DATASET ENTRIES:
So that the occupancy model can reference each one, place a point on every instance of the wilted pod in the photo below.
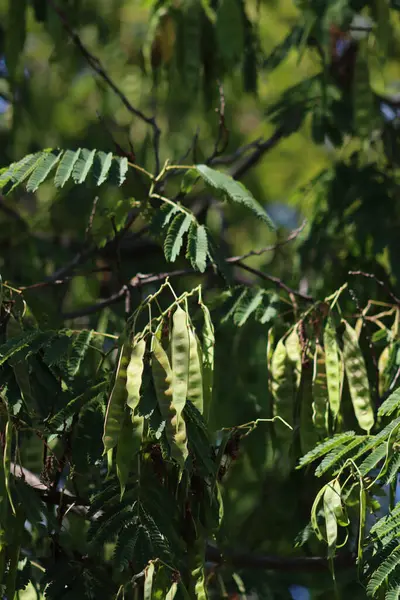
(332, 367)
(116, 405)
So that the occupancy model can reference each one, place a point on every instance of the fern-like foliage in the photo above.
(231, 190)
(77, 166)
(243, 303)
(141, 533)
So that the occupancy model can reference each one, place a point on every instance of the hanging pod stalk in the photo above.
(116, 405)
(195, 382)
(356, 372)
(163, 384)
(332, 366)
(180, 349)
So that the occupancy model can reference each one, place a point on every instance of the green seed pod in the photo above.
(320, 393)
(283, 391)
(163, 384)
(116, 404)
(180, 361)
(134, 374)
(332, 367)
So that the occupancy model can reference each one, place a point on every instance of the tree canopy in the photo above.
(199, 299)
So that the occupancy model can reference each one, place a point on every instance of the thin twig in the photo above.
(146, 279)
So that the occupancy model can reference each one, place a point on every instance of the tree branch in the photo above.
(145, 279)
(96, 65)
(213, 554)
(276, 563)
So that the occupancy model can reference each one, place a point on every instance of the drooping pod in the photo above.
(332, 367)
(163, 384)
(320, 393)
(356, 372)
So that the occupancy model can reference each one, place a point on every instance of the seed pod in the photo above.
(383, 363)
(357, 378)
(332, 509)
(134, 374)
(195, 383)
(163, 384)
(180, 361)
(308, 434)
(320, 393)
(208, 359)
(116, 404)
(148, 581)
(332, 367)
(283, 391)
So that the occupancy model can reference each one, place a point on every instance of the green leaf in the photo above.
(14, 43)
(18, 172)
(228, 188)
(83, 165)
(197, 247)
(325, 447)
(281, 50)
(116, 405)
(174, 238)
(391, 404)
(180, 349)
(101, 166)
(163, 384)
(230, 32)
(65, 167)
(42, 169)
(383, 571)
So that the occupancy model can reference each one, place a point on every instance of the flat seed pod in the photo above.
(180, 361)
(134, 374)
(116, 404)
(332, 367)
(7, 461)
(208, 359)
(195, 383)
(320, 393)
(283, 390)
(148, 581)
(293, 348)
(163, 384)
(357, 378)
(308, 435)
(382, 368)
(125, 451)
(332, 507)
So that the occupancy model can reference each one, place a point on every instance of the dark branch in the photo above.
(96, 65)
(145, 279)
(276, 563)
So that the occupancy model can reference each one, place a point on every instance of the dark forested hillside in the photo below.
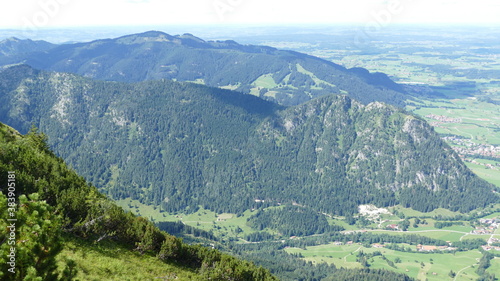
(50, 203)
(287, 77)
(181, 146)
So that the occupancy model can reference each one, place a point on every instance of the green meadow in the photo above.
(417, 265)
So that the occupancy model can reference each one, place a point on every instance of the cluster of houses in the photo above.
(444, 119)
(489, 226)
(489, 248)
(430, 248)
(467, 147)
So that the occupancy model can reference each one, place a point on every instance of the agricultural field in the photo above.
(460, 77)
(417, 265)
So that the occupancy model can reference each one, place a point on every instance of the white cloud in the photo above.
(50, 13)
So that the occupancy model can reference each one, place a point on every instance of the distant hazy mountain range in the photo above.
(286, 77)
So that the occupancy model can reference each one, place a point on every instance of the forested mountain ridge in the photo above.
(181, 145)
(286, 77)
(53, 205)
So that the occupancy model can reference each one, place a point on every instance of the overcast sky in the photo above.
(69, 13)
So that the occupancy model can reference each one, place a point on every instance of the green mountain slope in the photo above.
(287, 77)
(181, 146)
(65, 228)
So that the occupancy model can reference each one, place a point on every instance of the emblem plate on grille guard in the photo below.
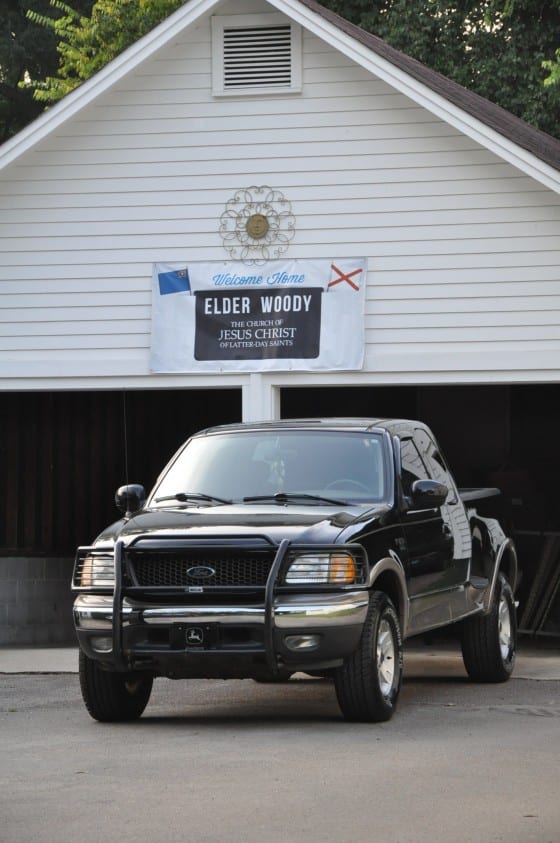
(201, 572)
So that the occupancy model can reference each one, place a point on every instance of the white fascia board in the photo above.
(108, 76)
(509, 151)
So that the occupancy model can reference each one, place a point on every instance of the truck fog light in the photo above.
(101, 643)
(302, 642)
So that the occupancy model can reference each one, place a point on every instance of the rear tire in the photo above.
(368, 683)
(113, 697)
(489, 641)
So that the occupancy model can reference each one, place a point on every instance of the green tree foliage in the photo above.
(494, 47)
(86, 44)
(26, 50)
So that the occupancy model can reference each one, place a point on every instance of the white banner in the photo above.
(284, 315)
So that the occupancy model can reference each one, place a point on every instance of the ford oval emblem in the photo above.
(201, 572)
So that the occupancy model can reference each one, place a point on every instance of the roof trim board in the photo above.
(529, 150)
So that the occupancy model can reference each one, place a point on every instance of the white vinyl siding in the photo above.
(463, 249)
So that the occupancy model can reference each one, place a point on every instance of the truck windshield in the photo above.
(317, 466)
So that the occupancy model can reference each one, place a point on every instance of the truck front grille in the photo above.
(181, 569)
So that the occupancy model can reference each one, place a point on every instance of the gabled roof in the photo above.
(534, 152)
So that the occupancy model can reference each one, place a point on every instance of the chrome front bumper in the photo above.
(294, 612)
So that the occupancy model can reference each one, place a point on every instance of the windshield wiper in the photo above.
(286, 497)
(185, 497)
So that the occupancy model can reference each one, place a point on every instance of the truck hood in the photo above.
(305, 524)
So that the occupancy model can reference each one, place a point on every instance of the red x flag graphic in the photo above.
(344, 276)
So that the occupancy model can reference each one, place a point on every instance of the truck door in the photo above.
(428, 538)
(453, 512)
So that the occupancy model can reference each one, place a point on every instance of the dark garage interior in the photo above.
(63, 456)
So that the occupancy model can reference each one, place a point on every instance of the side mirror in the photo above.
(428, 494)
(130, 498)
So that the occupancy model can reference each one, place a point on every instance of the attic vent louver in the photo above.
(254, 54)
(257, 56)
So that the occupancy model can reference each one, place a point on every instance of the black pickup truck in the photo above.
(314, 546)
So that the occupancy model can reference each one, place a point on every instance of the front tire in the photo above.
(113, 697)
(489, 641)
(368, 683)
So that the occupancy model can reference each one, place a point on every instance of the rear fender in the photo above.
(506, 563)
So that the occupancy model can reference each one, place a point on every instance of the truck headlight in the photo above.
(323, 568)
(94, 570)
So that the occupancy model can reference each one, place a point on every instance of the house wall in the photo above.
(464, 250)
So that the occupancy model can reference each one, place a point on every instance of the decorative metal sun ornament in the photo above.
(257, 225)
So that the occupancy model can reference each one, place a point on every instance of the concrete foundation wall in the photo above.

WRITTEN INSTRUCTION: Quote, word for word, every line starting at the one that contains "mirror in the photo above." and ending with the final line of the entries.

RESPONSE FOR THIS EXERCISE:
So that the occupancy model can reference each one, place a point on every instance of the side mirror in the photo above.
(428, 494)
(130, 498)
So that the occupancy model can reference each one, place a point on every instance of the attic vent louver in the photo above.
(254, 54)
(257, 56)
So that the occupancy model can reference each one, place a point on every instance of the black pickup truck in the photo above.
(314, 546)
So that the occupancy model can reference each one, place a point on every instance of the front tire in the photo above.
(113, 697)
(489, 641)
(368, 683)
So that the occupancy model can reference each one, place a point on every instance of the rear fender in the photo above.
(506, 563)
So that the occupancy model can reference each one, place a point on every instance of the truck headlight in the photo above.
(323, 568)
(94, 570)
So that the occupancy model can reference each one, place a point on every instance of the house wall in the photo above.
(464, 250)
So that the occupancy model can reference each one, place a point on every instance of the decorative metal sun ornament in the photo above.
(257, 225)
So that the occupancy model can reference each one, place a point on every instance of the concrete foundation wall in the photo above.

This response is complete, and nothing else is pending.